— SOURCE DOCUMENT —

Thanks to Johnnie Jones I am in love with stories. Because though our days are fragile and brief, stories make love known and make love lasting.

I spent the last week watching movie after movie trying to find a well-crafted film about terminal illness that affects me as intensely as Other People. But in a cinema landscape pocked with style over substance (Challengers, Salt Burn), Other People’s filmic normalcy allows for the minutiae of sickness to take a genuine, complicated, eloquent form. Chris Kelly’s 2016 semi-autobiographical film stars Jesse Plemons before the screen fully grasped his acting tenacity, but it is co-star Molly Shannon who carries the wholehearted tenderness of it all. The structure is formulaic and the jokes are easy, but broad brush strokes are overshadowed by lived-in, precise emotion. I saw this movie 3 times in theatres, desperate to know the frustrating, cheesy, agonizing, predictable, painfully normal story of parental loss.

Affecting. Sincere. Sweet.

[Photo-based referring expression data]

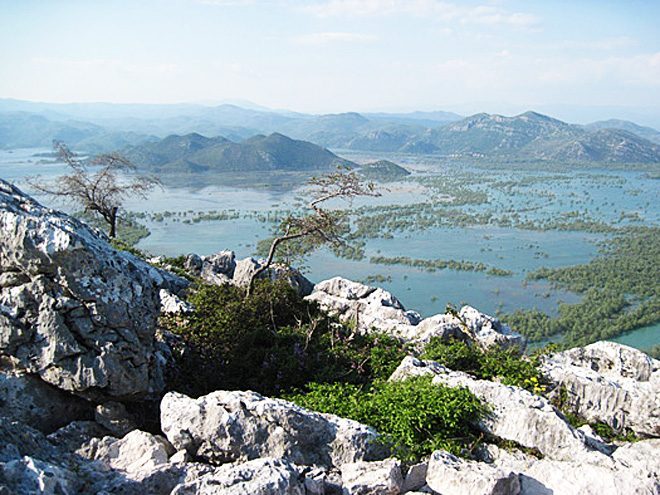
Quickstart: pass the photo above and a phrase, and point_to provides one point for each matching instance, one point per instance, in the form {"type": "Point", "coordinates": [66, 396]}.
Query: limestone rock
{"type": "Point", "coordinates": [470, 325]}
{"type": "Point", "coordinates": [490, 332]}
{"type": "Point", "coordinates": [369, 307]}
{"type": "Point", "coordinates": [593, 473]}
{"type": "Point", "coordinates": [74, 310]}
{"type": "Point", "coordinates": [227, 426]}
{"type": "Point", "coordinates": [137, 451]}
{"type": "Point", "coordinates": [415, 477]}
{"type": "Point", "coordinates": [449, 475]}
{"type": "Point", "coordinates": [612, 383]}
{"type": "Point", "coordinates": [28, 399]}
{"type": "Point", "coordinates": [517, 414]}
{"type": "Point", "coordinates": [246, 267]}
{"type": "Point", "coordinates": [28, 475]}
{"type": "Point", "coordinates": [171, 303]}
{"type": "Point", "coordinates": [265, 476]}
{"type": "Point", "coordinates": [373, 308]}
{"type": "Point", "coordinates": [643, 456]}
{"type": "Point", "coordinates": [114, 418]}
{"type": "Point", "coordinates": [372, 478]}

— WHAT THIS TASK INVOLVES —
According to the review of the film Other People, which co-star carries the wholehearted tenderness of the movie?

— OUTPUT BELOW —
Molly Shannon